Stored items:
[start]

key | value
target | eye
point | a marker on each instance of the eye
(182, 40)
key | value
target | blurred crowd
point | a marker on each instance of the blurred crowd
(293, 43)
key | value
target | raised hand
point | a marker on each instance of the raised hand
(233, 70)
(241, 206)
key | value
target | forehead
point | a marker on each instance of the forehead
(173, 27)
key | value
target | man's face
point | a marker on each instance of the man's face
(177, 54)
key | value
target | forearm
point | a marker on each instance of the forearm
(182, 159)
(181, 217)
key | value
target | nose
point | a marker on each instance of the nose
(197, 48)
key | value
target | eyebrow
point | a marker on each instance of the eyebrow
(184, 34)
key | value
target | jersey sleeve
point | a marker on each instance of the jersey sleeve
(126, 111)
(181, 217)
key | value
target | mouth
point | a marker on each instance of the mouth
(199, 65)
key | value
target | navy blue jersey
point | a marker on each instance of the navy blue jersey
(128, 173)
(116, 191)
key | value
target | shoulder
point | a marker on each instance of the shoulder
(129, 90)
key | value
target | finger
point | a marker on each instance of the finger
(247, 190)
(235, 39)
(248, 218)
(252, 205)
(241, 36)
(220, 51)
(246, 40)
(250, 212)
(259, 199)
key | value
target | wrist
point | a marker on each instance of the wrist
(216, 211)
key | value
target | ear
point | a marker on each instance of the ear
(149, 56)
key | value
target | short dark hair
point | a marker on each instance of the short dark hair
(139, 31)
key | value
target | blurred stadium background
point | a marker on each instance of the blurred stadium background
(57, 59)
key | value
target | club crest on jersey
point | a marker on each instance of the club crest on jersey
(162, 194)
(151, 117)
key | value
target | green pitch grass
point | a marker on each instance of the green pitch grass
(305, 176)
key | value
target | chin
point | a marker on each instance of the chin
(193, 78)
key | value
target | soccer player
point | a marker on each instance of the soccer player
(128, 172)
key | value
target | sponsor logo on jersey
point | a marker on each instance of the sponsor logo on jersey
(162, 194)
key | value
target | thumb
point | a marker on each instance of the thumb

[end]

▶ Problem statement:
Repeat every line of the data, exactly and in full.

▶ Exercise output:
key | value
target | eye
point | a marker on each instance of the eye
(182, 40)
key | value
target | blurred crowd
point | a marker on each instance of the blurred crowd
(293, 43)
key | value
target | raised hand
point | a marker on each instance of the raised hand
(233, 70)
(241, 206)
key | value
target | forehead
point | a marker on each instance of the forehead
(173, 27)
key | value
target | man's face
point | a marker on each instance of the man's face
(177, 54)
key | value
target | forearm
point | a marker on each instance of the forearm
(182, 159)
(181, 217)
key | value
target | nose
point | a marker on each instance of the nose
(197, 48)
key | value
target | eyebrow
point | a marker on each instance of the eyebrow
(184, 34)
key | value
target | jersey sleeve
point | a marker on each instance of the jersey sleeve
(126, 111)
(181, 217)
key | value
target | mouth
point | a marker on each instance of the mouth
(199, 65)
key | value
target | navy blue jersey
point | a marker on each instance of the navy blue jersey
(128, 173)
(116, 191)
key | value
target | shoulder
point | a marker on each instance of the shoulder
(129, 90)
key | value
target | finger
point | a marker on each instance of the finger
(247, 190)
(235, 39)
(248, 218)
(252, 205)
(241, 36)
(220, 51)
(246, 40)
(250, 212)
(259, 199)
key | value
target | wrist
point | a marker on each instance of the wrist
(216, 211)
key | value
target | ear
point | a marker on each instance of the ear
(149, 56)
key | value
target | short dark hair
point | a marker on each instance of the short dark hair
(139, 31)
key | value
target | blurred stadium background
point | a marker on each instance of the blurred stadium background
(57, 59)
key | value
target | club crest on jersey
point | a marker on each instance of the club crest on jersey
(162, 194)
(151, 117)
key | value
target | green pitch grass
point | a marker on each instance of the green pitch grass
(305, 176)
key | value
target | chin
point | a marker on each instance of the chin
(193, 78)
key | value
target | soccer player
point | a marker on each instance of the soccer player
(128, 172)
key | value
target | sponsor logo on jersey
point | a marker on each instance of the sponsor logo on jersey
(162, 194)
key | value
target | thumb
point | a marker on each instance of the thumb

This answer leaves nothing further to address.